## INPUT DATA
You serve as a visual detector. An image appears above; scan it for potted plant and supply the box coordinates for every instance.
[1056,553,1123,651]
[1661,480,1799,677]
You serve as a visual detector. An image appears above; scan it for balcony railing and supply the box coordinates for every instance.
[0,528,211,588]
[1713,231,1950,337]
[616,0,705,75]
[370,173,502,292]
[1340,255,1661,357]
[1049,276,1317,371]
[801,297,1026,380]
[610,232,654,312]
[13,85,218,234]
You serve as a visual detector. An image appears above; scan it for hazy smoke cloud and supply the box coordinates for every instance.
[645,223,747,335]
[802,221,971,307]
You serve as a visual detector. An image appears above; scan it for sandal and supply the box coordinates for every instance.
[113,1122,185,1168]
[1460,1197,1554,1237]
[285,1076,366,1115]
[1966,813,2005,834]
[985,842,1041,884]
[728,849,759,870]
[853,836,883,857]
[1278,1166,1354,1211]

## THE TASK
The last part of the records is the answer, beginning at the line that holds "it for sandal" and including the final line, repeated exactly.

## SOLVED PROBLEM
You serve as a visual detector. An image appears above; scan it for sandal and supply the box coordinates for every instance.
[113,1122,185,1168]
[1460,1197,1554,1237]
[285,1076,366,1115]
[1966,813,2005,834]
[985,842,1041,884]
[728,849,759,870]
[853,836,883,857]
[1278,1166,1354,1211]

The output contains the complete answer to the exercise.